Written task => Each line from the one that contains "Guideline: for each instance of the stone" to the end of the material must be quoted exactly; include both end lines and nothing else.

Entries shown =>
┌──

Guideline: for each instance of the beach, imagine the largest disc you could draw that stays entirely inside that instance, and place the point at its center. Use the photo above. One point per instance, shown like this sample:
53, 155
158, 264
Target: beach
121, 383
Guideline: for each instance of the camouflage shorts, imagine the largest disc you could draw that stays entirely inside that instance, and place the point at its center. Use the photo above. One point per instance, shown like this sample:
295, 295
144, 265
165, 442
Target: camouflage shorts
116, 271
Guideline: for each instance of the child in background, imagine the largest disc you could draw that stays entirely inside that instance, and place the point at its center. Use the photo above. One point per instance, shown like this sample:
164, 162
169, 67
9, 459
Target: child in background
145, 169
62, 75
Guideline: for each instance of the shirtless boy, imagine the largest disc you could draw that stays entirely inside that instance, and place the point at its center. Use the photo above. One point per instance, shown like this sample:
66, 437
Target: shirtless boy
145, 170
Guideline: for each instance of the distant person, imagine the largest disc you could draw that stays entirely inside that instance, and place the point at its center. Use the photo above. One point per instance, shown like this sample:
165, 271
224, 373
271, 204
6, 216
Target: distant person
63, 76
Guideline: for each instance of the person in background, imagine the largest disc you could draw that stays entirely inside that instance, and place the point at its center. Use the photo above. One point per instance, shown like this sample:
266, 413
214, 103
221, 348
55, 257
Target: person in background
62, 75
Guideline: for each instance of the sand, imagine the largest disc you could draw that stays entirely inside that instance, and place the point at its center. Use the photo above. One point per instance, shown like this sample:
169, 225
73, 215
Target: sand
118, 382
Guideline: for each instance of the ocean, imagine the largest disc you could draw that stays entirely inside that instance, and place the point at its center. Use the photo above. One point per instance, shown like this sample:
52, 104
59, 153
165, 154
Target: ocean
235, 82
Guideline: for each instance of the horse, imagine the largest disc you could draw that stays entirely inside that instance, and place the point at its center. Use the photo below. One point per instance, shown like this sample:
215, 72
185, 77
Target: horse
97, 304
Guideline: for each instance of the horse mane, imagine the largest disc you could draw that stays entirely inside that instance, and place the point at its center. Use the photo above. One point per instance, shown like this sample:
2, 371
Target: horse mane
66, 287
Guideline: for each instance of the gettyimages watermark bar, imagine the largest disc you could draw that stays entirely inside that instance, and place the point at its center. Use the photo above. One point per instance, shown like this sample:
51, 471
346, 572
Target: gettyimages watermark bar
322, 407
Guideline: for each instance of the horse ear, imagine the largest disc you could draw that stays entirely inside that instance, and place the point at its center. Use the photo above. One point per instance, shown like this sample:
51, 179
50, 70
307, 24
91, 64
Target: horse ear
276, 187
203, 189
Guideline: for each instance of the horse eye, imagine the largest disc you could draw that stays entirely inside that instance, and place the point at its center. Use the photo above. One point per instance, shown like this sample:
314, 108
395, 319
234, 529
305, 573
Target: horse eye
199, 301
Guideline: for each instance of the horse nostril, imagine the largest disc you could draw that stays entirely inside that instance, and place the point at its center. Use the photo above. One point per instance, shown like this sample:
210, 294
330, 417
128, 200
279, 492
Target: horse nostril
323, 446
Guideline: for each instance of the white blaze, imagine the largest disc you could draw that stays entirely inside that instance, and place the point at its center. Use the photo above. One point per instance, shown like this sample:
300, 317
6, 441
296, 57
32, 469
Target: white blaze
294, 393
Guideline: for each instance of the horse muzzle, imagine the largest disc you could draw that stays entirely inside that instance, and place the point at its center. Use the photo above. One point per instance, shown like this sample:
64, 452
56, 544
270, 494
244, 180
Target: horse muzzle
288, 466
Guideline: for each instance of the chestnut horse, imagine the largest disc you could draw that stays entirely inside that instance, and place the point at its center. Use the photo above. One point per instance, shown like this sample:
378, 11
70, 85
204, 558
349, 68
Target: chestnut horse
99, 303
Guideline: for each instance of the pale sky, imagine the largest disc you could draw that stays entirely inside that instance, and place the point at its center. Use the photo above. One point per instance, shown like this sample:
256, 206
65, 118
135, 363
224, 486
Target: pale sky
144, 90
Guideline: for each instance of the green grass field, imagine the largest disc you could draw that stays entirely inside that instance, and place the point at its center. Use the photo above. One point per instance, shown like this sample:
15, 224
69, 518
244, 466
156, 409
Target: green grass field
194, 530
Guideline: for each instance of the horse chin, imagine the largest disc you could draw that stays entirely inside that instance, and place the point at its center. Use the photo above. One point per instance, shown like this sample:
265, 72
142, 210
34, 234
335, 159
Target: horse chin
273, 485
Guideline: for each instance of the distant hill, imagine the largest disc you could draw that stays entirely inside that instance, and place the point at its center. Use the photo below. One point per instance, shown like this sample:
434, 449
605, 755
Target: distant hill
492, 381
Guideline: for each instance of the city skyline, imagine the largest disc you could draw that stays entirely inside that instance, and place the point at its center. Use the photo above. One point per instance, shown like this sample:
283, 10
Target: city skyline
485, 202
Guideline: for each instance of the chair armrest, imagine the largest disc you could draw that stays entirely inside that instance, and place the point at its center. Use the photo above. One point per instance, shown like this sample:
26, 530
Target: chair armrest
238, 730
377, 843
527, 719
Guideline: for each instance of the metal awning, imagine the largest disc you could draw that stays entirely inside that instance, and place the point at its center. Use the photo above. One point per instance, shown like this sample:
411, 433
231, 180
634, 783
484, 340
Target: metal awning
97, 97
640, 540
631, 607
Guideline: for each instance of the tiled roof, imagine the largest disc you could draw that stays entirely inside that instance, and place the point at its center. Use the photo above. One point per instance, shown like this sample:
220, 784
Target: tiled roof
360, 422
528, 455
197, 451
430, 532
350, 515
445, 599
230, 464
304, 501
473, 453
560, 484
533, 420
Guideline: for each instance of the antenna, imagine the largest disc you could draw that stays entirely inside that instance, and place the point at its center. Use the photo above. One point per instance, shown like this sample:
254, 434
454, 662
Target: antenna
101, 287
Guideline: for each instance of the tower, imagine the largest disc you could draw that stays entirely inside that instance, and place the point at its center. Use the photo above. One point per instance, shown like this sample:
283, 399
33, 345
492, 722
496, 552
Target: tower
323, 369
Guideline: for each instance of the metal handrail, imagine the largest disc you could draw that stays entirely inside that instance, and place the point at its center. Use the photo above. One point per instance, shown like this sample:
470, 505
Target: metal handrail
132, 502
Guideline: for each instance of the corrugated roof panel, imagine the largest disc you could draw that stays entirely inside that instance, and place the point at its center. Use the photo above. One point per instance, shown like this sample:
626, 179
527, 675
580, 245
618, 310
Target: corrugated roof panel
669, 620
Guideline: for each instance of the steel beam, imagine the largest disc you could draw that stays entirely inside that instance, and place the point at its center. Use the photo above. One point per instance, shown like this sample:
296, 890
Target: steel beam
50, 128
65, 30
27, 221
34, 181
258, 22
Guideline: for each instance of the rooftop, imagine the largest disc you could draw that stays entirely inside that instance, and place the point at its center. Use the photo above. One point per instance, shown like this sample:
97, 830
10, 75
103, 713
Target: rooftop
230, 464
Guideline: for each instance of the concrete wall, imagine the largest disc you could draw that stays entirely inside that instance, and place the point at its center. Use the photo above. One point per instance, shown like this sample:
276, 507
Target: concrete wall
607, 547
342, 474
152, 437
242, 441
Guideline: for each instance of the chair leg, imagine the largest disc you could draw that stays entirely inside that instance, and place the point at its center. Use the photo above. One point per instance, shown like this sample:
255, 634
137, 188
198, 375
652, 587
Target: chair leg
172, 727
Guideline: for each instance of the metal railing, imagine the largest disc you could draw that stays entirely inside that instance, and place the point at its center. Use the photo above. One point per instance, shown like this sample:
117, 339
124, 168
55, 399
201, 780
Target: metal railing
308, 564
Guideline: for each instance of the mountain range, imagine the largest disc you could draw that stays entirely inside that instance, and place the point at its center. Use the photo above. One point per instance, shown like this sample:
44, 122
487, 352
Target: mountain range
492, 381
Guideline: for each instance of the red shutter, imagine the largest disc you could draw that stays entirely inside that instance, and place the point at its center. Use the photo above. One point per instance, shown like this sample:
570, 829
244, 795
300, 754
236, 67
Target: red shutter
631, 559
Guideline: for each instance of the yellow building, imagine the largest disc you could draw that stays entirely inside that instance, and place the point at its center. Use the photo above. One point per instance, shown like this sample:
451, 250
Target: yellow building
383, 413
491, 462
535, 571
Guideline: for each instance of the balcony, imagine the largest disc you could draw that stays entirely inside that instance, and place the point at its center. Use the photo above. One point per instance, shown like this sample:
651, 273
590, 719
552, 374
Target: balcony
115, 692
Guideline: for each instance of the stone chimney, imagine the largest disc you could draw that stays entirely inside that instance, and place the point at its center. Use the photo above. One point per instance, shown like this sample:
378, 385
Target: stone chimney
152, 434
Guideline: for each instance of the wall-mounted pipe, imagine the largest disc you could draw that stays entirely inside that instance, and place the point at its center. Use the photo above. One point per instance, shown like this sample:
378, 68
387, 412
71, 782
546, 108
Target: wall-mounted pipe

└──

Response to this exercise =>
Guideline: for each instance of the stone chimney, imagine the largest disc you could draw that stays entirely inside that instance, and place the point at its center. Use the photo above. One point per instance, shown like this sample:
378, 385
Target: stone chimney
152, 434
Guideline: for each instance of the wall-mounted pipe, imagine the largest disc you could draw that stays entirely inside that instance, and place the point at its center. Use the photo above. One point per instance, shown like this sample:
378, 68
387, 412
71, 782
546, 108
Target: wall-mounted pipe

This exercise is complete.